_Problem_
Copy the rows word for word, from the line containing "Please segment every instance of the small" through the end of the rows, and omit the pictures.

_Task data_
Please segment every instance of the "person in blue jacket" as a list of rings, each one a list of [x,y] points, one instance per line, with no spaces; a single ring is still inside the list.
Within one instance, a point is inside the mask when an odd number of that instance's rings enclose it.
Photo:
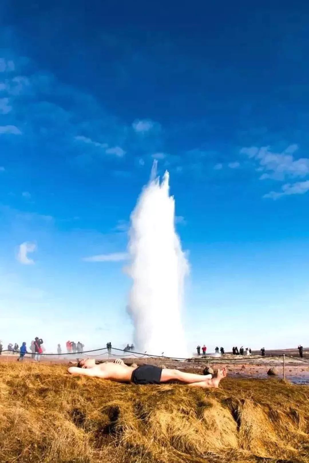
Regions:
[[[19,358],[18,359],[18,360],[22,360],[25,357],[25,355],[28,352],[27,352],[27,347],[26,346],[26,343],[25,342],[23,343],[23,345],[20,348],[20,351],[19,354]]]

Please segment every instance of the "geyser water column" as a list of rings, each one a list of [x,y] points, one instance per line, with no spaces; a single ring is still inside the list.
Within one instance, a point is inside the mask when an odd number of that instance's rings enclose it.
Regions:
[[[189,265],[175,231],[169,173],[161,183],[156,175],[155,161],[131,216],[128,269],[133,284],[128,308],[140,352],[186,357],[181,319]]]

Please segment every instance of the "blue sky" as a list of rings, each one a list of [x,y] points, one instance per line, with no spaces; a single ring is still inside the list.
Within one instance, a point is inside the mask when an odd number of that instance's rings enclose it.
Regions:
[[[131,342],[127,225],[156,158],[189,253],[190,349],[309,345],[309,7],[5,5],[5,343]]]

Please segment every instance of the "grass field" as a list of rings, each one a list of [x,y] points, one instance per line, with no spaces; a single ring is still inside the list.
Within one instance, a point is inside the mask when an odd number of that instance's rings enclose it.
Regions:
[[[309,386],[136,386],[66,371],[0,365],[0,462],[309,462]]]

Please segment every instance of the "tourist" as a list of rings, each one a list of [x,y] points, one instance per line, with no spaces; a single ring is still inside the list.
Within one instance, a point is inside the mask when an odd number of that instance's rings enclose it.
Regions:
[[[76,354],[76,344],[74,341],[72,341],[72,351],[73,354]]]
[[[23,343],[23,345],[20,348],[20,353],[19,354],[19,358],[18,358],[18,360],[20,360],[21,362],[23,360],[24,357],[28,353],[27,352],[27,348],[26,347],[26,343],[25,342]]]
[[[42,344],[43,344],[43,340],[37,336],[34,338],[34,360],[38,362],[40,360],[40,356],[43,353],[43,350],[42,348]]]
[[[65,345],[67,348],[67,352],[68,354],[72,353],[72,343],[70,341],[67,341]]]
[[[83,359],[77,367],[70,367],[68,371],[71,375],[81,375],[93,377],[110,380],[118,382],[133,383],[135,384],[159,384],[169,381],[179,381],[193,387],[218,388],[220,381],[227,375],[225,368],[218,369],[211,375],[196,375],[179,370],[160,368],[154,365],[142,365],[128,367],[120,359],[114,362],[106,362],[96,365],[94,359]]]
[[[301,358],[303,358],[303,346],[300,345],[297,347],[297,349],[298,349],[298,352],[299,352],[299,357]]]
[[[34,345],[34,341],[31,341],[31,344],[30,344],[30,350],[31,350],[31,358],[34,358],[34,356],[35,355],[35,347]]]

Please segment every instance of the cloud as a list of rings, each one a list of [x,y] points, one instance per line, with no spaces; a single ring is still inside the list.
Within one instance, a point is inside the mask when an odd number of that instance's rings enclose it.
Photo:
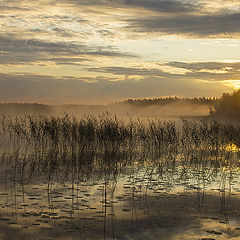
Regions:
[[[127,20],[136,33],[158,32],[192,37],[240,37],[240,13],[216,15],[146,16]]]
[[[58,1],[59,2],[59,1]],[[194,2],[179,0],[60,0],[63,3],[71,3],[77,6],[105,6],[121,8],[145,8],[164,13],[192,12],[199,8]]]
[[[87,46],[76,42],[50,42],[38,39],[20,39],[17,36],[0,35],[0,64],[31,64],[39,61],[54,61],[67,64],[86,61],[92,56],[134,57],[111,46]],[[80,57],[79,56],[83,56]],[[63,58],[65,57],[65,58]],[[73,58],[74,57],[74,58]],[[61,61],[59,61],[61,60]]]
[[[204,81],[225,81],[228,79],[239,80],[240,63],[220,63],[220,62],[169,62],[159,64],[160,68],[140,68],[140,67],[102,67],[88,68],[90,72],[111,73],[113,75],[127,76],[148,76],[167,79],[188,79]],[[170,66],[188,70],[185,73],[171,73],[171,70],[161,70],[161,67]],[[164,68],[163,68],[164,69]]]
[[[203,74],[204,75],[204,74]],[[173,77],[174,76],[174,77]],[[34,74],[0,74],[0,101],[44,103],[109,103],[124,98],[182,95],[218,96],[230,88],[215,81],[195,81],[190,76],[144,73],[136,80],[115,77],[54,77]],[[216,89],[216,83],[219,85]],[[177,87],[176,87],[177,86]]]

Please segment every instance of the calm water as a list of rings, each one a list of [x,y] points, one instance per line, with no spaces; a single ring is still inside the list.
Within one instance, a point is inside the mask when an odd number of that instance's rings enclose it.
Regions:
[[[33,173],[17,156],[7,159],[0,239],[240,239],[237,167],[155,159],[114,171]]]

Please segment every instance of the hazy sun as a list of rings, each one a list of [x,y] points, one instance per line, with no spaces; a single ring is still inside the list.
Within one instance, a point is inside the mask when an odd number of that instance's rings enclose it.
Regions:
[[[239,89],[240,88],[240,80],[227,80],[224,81],[225,85],[228,87],[234,88],[234,89]]]

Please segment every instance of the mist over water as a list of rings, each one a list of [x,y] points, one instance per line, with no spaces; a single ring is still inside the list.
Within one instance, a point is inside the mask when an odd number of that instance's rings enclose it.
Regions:
[[[197,105],[40,107],[1,116],[2,239],[240,238],[239,125]]]

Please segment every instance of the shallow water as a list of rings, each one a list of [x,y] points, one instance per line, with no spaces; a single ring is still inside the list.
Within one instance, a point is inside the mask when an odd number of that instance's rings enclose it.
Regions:
[[[87,177],[0,172],[0,239],[240,239],[234,168],[150,162]]]

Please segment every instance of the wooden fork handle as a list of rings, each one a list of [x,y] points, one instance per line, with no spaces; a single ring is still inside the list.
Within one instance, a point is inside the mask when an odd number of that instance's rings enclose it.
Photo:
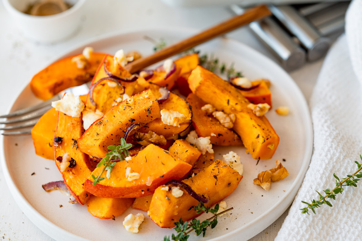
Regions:
[[[196,35],[165,47],[153,54],[131,62],[126,66],[126,69],[131,73],[134,73],[220,35],[271,14],[265,5],[253,8],[244,14],[232,17]]]

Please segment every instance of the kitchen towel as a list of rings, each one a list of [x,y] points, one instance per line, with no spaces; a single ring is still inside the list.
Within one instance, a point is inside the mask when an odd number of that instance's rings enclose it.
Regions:
[[[319,199],[317,191],[335,187],[357,170],[362,154],[362,0],[354,0],[346,14],[346,33],[325,58],[310,100],[313,152],[300,189],[275,240],[345,240],[358,238],[362,225],[362,180],[345,187],[333,206],[302,214],[301,202]]]

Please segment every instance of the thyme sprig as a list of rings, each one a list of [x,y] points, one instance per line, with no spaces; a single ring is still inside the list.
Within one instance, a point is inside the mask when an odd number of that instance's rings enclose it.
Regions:
[[[359,155],[361,160],[362,161],[362,156]],[[354,162],[357,165],[357,167],[358,168],[354,173],[351,175],[347,175],[347,177],[345,177],[341,179],[342,181],[339,178],[337,177],[335,173],[333,173],[333,176],[336,178],[336,187],[331,190],[329,189],[327,189],[323,190],[323,191],[325,193],[326,195],[323,196],[319,192],[316,191],[317,193],[319,195],[319,200],[316,200],[314,199],[311,201],[310,203],[304,201],[302,201],[302,202],[307,204],[308,206],[306,207],[303,208],[300,208],[302,210],[302,213],[307,213],[309,215],[308,211],[310,209],[315,214],[316,212],[315,208],[316,208],[320,207],[320,205],[323,204],[327,204],[330,207],[332,207],[332,204],[328,200],[326,200],[326,198],[332,198],[334,200],[336,200],[336,195],[338,193],[342,193],[344,190],[342,187],[346,186],[352,186],[353,187],[357,187],[357,183],[359,181],[359,179],[362,177],[362,164],[360,164],[358,161]]]
[[[92,174],[92,177],[94,180],[93,182],[93,186],[96,186],[100,181],[104,179],[104,177],[101,177],[102,174],[105,171],[107,171],[106,176],[107,178],[109,178],[111,177],[111,173],[113,169],[113,167],[116,162],[112,162],[112,160],[119,158],[120,161],[125,160],[126,157],[128,156],[129,153],[128,149],[132,147],[132,144],[127,143],[124,138],[121,138],[121,144],[116,146],[113,145],[108,146],[108,148],[110,151],[106,153],[106,156],[102,158],[97,165],[97,167],[100,167],[102,165],[104,166],[101,173],[97,177]]]
[[[214,214],[214,216],[209,219],[201,221],[199,220],[193,219],[189,224],[187,222],[184,222],[182,220],[182,218],[180,219],[178,222],[174,223],[176,226],[174,229],[177,232],[176,235],[172,234],[170,237],[165,236],[163,238],[163,241],[187,241],[190,236],[189,234],[193,231],[195,231],[197,236],[198,236],[202,233],[203,236],[205,236],[206,229],[208,228],[211,227],[211,228],[214,228],[218,224],[218,216],[223,214],[233,208],[231,207],[227,209],[218,213],[217,213],[219,211],[219,203],[215,205],[215,207],[211,208],[210,207],[205,207],[204,204],[200,202],[197,206],[194,207],[194,209],[196,210],[196,213],[199,213],[203,212],[206,213],[211,212]]]

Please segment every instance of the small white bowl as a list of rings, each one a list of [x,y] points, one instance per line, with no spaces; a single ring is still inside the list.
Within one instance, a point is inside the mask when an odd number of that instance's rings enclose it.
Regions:
[[[86,0],[68,0],[73,5],[67,10],[47,16],[34,16],[23,12],[35,0],[3,0],[5,8],[25,37],[31,40],[51,43],[63,40],[79,26]]]

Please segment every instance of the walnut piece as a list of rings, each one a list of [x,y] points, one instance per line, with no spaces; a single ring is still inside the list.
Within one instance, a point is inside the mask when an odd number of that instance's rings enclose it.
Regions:
[[[254,179],[254,184],[259,185],[266,191],[270,189],[272,172],[268,170],[262,172],[258,174],[258,178]]]
[[[272,172],[272,181],[273,182],[284,179],[289,174],[288,171],[279,160],[277,160],[276,162],[277,165],[269,170]]]

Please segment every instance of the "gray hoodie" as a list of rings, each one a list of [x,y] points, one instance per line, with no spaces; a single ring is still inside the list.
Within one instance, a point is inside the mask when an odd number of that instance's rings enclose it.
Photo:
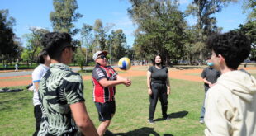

_Problem solution_
Please segment every instance of the small white bowl as a list of rings, each one a list of [x,y] points, one instance per line, with no spaces; a single ring is still inside the list.
Within one instance, a point is inside the mask when an odd number of that instance's rings enclose it.
Regions:
[[[86,0],[68,0],[73,5],[67,10],[47,16],[34,16],[23,12],[35,0],[3,0],[5,8],[25,37],[31,40],[51,43],[63,40],[79,26]]]

Please segment every instance of the walnut piece as a list of rings, each one a list of [x,y] points, one instance per line, with no spaces; a single ring is still inside the list.
Within one instance, a point is inside the mask when an odd number of that instance's rings enclose it.
Regions:
[[[254,179],[254,184],[259,185],[266,191],[270,189],[272,172],[268,170],[262,172],[258,174],[258,178]]]
[[[272,172],[272,181],[273,182],[284,179],[289,174],[288,171],[279,160],[277,160],[276,162],[277,165],[269,170]]]

Please segment every instance of the "gray hoodie" as a list of rings, each one a list of [x,y] points, one instance per line, with no spaces; a single ring is still inside the list.
Within one instance, a point is inside the mask when an odd number of that instance's rings enclose it.
Photo:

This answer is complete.